Region pointing data
**********

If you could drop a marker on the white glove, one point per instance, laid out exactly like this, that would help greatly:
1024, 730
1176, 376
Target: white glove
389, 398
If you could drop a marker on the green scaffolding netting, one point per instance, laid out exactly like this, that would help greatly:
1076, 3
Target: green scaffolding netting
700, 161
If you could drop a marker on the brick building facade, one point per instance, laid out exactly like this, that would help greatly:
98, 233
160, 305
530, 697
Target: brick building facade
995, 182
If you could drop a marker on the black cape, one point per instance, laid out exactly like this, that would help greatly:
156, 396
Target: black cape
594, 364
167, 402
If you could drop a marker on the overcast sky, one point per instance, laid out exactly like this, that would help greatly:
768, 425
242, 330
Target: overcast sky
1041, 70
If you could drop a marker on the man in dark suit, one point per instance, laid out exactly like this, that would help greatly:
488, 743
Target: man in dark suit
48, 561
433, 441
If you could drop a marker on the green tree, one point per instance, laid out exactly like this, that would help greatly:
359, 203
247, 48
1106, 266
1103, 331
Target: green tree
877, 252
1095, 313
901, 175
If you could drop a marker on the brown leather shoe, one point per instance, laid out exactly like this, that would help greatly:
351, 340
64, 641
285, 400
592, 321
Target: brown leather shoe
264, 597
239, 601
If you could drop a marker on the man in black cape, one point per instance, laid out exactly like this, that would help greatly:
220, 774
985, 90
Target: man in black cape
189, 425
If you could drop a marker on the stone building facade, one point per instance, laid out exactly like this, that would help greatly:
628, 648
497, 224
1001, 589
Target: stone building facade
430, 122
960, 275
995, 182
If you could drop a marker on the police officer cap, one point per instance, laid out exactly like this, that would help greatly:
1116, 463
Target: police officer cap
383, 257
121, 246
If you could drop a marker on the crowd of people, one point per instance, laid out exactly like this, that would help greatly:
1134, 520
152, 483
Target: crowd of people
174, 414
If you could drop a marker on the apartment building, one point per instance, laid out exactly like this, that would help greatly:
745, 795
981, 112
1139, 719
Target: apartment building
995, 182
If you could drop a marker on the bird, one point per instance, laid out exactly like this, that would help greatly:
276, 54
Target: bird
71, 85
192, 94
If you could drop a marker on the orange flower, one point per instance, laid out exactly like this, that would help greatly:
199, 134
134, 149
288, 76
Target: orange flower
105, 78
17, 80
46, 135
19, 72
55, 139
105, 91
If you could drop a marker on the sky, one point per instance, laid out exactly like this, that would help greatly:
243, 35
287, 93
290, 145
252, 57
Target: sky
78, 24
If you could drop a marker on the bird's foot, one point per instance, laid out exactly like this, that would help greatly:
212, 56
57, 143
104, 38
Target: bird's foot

**********

- _Exercise aim_: Please copy only the lines from the one with "Target: stone building facade" through the final line of the records above, both ends included.

- _Expected answer_:
Target: stone building facade
430, 122
960, 275
995, 182
If you could drop a marker on the police officer cap, one point per instance, laid out exactly like this, that would help greatly:
1116, 463
Target: police officer cap
383, 257
121, 246
If you could drop a marker on the crowd of people, one point per instance, laid out exactly like this, that would help greatly:
1134, 520
152, 483
Target: crowd of people
174, 414
If you could drop a marker on the apartment building, one point per instance, laid out exactly like this, that would help greatly:
745, 795
981, 112
1139, 719
Target: apartment building
995, 182
If you could drop a marker on the bird, one point per instance, laid out exactly like this, that would help greatly:
276, 54
Target: bird
71, 85
192, 94
If you could drop a marker on the orange flower, one point per instance, laid out exactly like this, that would help greatly:
199, 134
134, 149
288, 76
Target: orange flower
105, 78
17, 80
46, 135
19, 72
55, 139
105, 91
If you could drop a marker on the sky, one point per instance, laid out exactly like this, that would help greatly:
243, 35
287, 93
290, 145
252, 57
Target: sky
78, 24
If you could drop a marker on the bird's foot, one point per instance, laid out exactly like this, that would help greatly:
212, 56
57, 143
104, 38
Target: bird's foot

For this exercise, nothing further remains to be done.